**Directive**
Please output the passage from the Yellow River fishing thread that begins at the words "Caught 12 Largemouth" and stops after "day. Good report.", copied word for word.

**Text passage**
Begin
# Jan 21 2012 on Yellow River: Bass moving up!!!



## auguy7777 (Feb 23, 2009)

Caught 12 Largemouth and 1 nice Striper and that striper wasn't where it was supposed to be. She hit a Fat Free Shad crankbait right at the boat and darn near took my rod into the water. We got 1 bass on a white spinnerbait, 5 on cranks, 5 on trick worms, and 1 on a brush hog. We fished the lower end of Yellow River near Weaver and water temps were mid 60s late in the day. The males are moving all over the bank and i did lose one good female on a crankbait in the middle of a bend that was close to 5 pounds, but that was the only negative thing of the day. Bass will be spawning soon if the weather forecast holds true.


----------



## J Smithers (Jun 27, 2008)

Sounds like you guys had a good day. Good report.


----------



## jcoss15 (Oct 11, 2010)

thats a good looking striper man i really want to get a hold of one of them...


----------



## FishinSpot (Oct 16, 2007)

That's where I gator hunt. Nice fish!


----------



## roanokeriverrunner (Jul 13, 2011)

Great job buddy got me thinkin bout skippin Blackwater for yellow tomorrow mornin


----------
End
**Supplied information**
Begin
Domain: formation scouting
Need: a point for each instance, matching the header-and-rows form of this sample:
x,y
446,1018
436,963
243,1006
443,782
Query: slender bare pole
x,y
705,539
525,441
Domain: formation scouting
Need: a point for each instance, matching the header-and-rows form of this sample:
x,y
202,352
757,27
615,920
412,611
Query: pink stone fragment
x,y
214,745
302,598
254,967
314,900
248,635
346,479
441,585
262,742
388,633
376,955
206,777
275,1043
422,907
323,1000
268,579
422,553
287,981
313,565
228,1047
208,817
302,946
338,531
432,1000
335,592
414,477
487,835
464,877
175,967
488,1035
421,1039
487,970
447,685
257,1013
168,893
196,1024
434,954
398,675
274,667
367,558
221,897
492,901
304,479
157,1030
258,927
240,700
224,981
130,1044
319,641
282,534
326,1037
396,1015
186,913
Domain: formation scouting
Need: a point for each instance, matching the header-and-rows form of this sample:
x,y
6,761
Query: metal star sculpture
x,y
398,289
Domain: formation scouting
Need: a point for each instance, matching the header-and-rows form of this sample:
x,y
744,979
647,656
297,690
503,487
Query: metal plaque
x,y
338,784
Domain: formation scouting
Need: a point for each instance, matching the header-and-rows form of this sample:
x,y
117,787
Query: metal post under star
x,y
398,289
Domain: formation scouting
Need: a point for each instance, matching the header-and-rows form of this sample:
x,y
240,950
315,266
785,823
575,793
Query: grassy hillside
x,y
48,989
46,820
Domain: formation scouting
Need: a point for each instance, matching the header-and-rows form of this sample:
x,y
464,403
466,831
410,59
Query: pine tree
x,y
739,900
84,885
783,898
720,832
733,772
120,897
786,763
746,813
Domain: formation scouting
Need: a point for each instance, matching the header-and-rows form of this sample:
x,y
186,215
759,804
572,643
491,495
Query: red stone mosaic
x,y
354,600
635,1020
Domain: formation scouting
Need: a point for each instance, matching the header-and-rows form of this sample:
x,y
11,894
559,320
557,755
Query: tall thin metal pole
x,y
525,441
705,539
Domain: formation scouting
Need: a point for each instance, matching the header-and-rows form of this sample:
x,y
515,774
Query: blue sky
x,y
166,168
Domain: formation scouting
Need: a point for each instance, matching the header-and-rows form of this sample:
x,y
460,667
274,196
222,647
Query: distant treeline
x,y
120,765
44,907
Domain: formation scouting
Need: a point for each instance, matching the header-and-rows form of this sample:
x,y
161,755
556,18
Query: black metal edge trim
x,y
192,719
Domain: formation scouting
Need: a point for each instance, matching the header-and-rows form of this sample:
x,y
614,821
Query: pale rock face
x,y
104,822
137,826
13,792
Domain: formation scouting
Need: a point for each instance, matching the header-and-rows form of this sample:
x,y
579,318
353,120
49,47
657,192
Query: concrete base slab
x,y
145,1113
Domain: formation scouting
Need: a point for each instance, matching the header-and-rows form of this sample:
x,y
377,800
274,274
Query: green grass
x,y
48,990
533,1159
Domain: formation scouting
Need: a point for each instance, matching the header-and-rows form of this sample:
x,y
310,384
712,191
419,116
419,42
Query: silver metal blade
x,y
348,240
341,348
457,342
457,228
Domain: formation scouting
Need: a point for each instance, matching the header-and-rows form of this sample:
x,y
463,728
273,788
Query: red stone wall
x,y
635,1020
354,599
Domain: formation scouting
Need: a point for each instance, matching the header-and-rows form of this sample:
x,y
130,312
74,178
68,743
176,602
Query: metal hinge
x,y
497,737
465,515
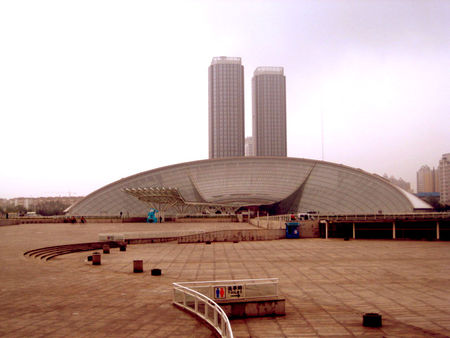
End
**Finished task**
Caught 12 Largemouth and 1 nice Striper and that striper wasn't where it was supposed to be. She hit a Fat Free Shad crankbait right at the boat and darn near took my rod into the water. We got 1 bass on a white spinnerbait, 5 on cranks, 5 on trick worms, and 1 on a brush hog. We fished the lower end of Yellow River near Weaver and water temps were mid 60s late in the day. The males are moving all over the bank and i did lose one good female on a crankbait in the middle of a bend that was close to 5 pounds, but that was the only negative thing of the day. Bass will be spawning soon if the weather forecast holds true.


----------



## J Smithers (Jun 27, 2008)

Sounds like you guys had a good day. Good report.